» Given exercise 1:
Put the records from the line containing "Phrase: white forehead" through the end of the records into a two-column CSV with the headers phrase and points. Give one row per request, with its text and its answer each in one quoted field and line breaks turned into spaces.

» Page text:
Goal Accomplished! Win NaNoWriMo (2014)

NaNoWriMo (National Novel Writing Month = November) is not a contest. There is no limit to how many people can win. The organization sponsoring the event calls anyone a winner if they complete the goal of writing 50,000 words (about the length of The Great Gatsby) of an original novel during the month of November.

So why would anyone want to “win” this event?

Winning NaNoWriMo means I’ve made significant progress toward writing a story I’ve had in my head for years, and have not been able to write in any meaningful way. It’s a shared event within the amateur and professional writing community worldwide, and that makes it fun to take part in whether you meet your goal or not. Which is why this is my fifth year participating. This year, however, I finally completed this goal that I attempted four other times, and had previously failed. Each time I’d made more progress than the previous year, but I’d never actually completed my goal until now (and this time I finished before Thanksgiving, 4 days early!). This is also one of the goals on my list that could not be done in one day (such as slurp an oyster), so it took more planning and dedication to accomplish, and that makes the success so much more satisfying.

NaNoWriMo is supposed to teach you the discipline of writing daily, of building that habit of putting your words on paper (or on screen if you use the computer), and getting your story out there. The emphasis is quantity over quality for the first draft, because it is easier to edit when you actually have written some words to edit.

It helped me get about halfway on my story, and without this push to get a certain number of words done by the end of the month, I would be editing as I wrote, and would have hardly written a third of what I have now. However, just as I did with the 100 thank you notes in 100 days, I had a hard time doing the daily quota, daily. Instead, I would skip some days, then catch up on others. It’s a work pattern I am working to break. I would really like to get more disciplined on things like this, so that I get in the habit of making daily progress toward my goals.

My NaNoWriMo 2014 Stats - Image courtesy of National Novel Writing Month

My NaNoWriMo 2014 Stats – Screen shot courtesy of National Novel Writing Month, modified to add green line intersecting goal and actual word counts

I feel very happy that I completed this goal this year, the first year I was truly determined to do it (first year out of school). It makes me feel like I accomplished a huge task, something I am definitely glad I had on my list. And who knows? Maybe it will become one of the three books I want to publish…

Have you learned the discipline of making daily progress on your goals? Leave a comment and let me know if you have any tips.

Resource: Do you need that extra help getting motivated to write? An application called Write or Die gives you rewards (positive reinforcement), consequences (like showing creepy spiders for not writing quickly enough), and stimuli (like annoying sounds). It also has the Kamikaze option, which will erase previously written words if you stop writing. It is available free on the web, or as a paid version for Windows, Mac and Linux.

» Record set:

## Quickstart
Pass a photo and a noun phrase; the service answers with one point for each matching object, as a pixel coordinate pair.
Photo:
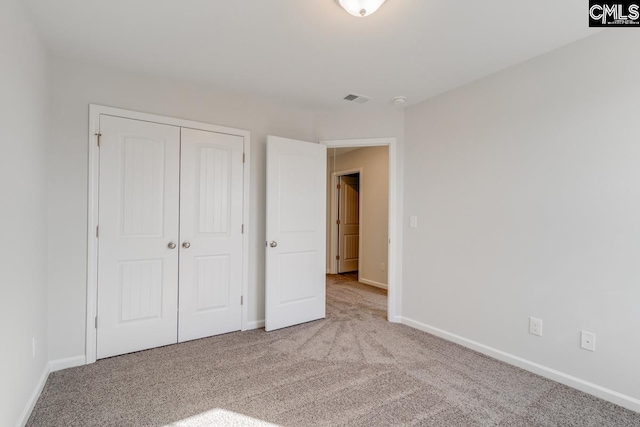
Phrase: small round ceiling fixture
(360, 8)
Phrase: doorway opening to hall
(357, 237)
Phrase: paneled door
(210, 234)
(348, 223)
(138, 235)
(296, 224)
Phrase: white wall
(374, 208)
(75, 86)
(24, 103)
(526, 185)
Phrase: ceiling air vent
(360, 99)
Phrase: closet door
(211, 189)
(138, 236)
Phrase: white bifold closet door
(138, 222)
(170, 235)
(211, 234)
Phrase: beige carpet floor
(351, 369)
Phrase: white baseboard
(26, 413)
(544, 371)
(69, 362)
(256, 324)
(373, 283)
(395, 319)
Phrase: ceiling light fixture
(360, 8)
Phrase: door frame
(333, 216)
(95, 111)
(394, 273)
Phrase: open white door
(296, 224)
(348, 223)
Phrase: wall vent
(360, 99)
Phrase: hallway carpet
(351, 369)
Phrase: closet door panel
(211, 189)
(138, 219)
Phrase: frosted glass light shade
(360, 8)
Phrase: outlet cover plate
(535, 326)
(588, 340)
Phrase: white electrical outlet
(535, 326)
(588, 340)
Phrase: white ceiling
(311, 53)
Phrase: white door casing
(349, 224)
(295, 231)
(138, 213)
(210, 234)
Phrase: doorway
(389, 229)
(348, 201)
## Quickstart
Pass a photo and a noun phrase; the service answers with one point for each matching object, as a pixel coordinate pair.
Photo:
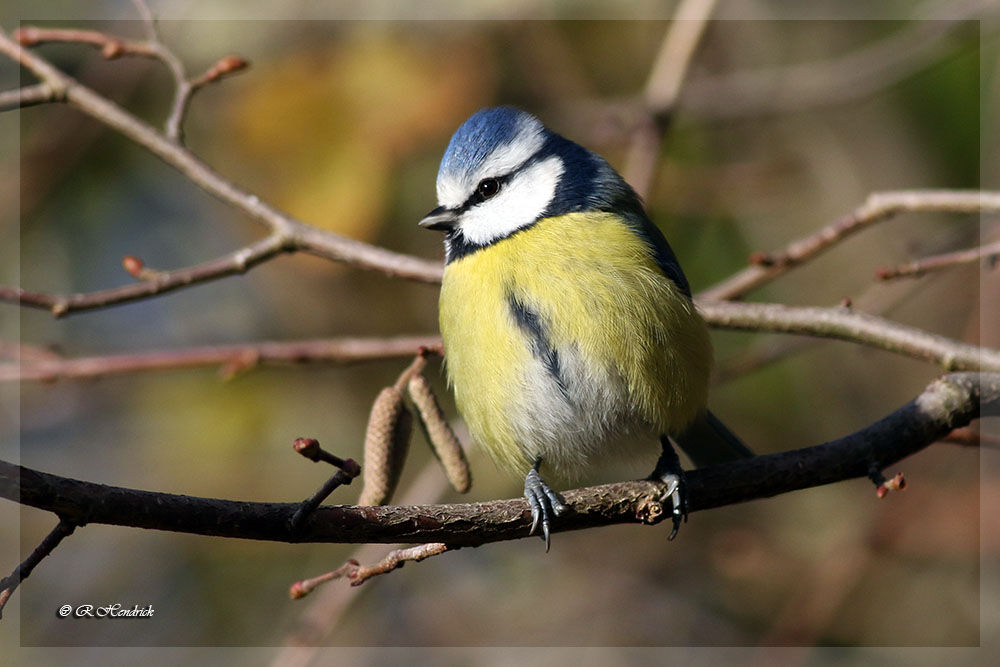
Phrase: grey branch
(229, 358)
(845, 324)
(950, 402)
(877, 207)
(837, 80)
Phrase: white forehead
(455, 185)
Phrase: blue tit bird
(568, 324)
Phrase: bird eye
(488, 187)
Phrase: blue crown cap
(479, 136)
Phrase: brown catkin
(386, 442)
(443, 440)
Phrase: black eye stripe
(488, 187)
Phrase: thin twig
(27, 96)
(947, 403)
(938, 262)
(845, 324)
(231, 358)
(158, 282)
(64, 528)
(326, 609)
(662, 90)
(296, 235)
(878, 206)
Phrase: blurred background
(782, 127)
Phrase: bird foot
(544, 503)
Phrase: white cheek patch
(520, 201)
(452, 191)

» Given exercise 2:
In the NaNoWriMo post, rewrite the stretch from "I feel very" through "have any tips." with "huge task" replaced by "major project".

» Result 1:
phrase,points
"Phrase: white forehead","(455, 185)"
"Phrase: blue tit bird","(568, 324)"
"Phrase: bird eye","(488, 187)"
"Phrase: blue crown cap","(479, 136)"
"Phrase: brown catkin","(386, 442) (443, 440)"
"Phrase: black eye stripe","(488, 187)"
"Phrase: thin twig","(27, 96) (947, 403) (938, 262) (845, 324) (231, 358) (158, 282) (64, 528) (326, 609) (662, 90) (296, 235) (878, 206)"
"Phrase: blurred background","(782, 127)"
"Phrase: bird foot","(544, 503)"
"Phrase: white cheek patch","(520, 201) (452, 191)"

» Result 2:
I feel very happy that I completed this goal this year, the first year I was truly determined to do it (first year out of school). It makes me feel like I accomplished a major project, something I am definitely glad I had on my list. And who knows? Maybe it will become one of the three books I want to publish…

Have you learned the discipline of making daily progress on your goals? Leave a comment and let me know if you have any tips.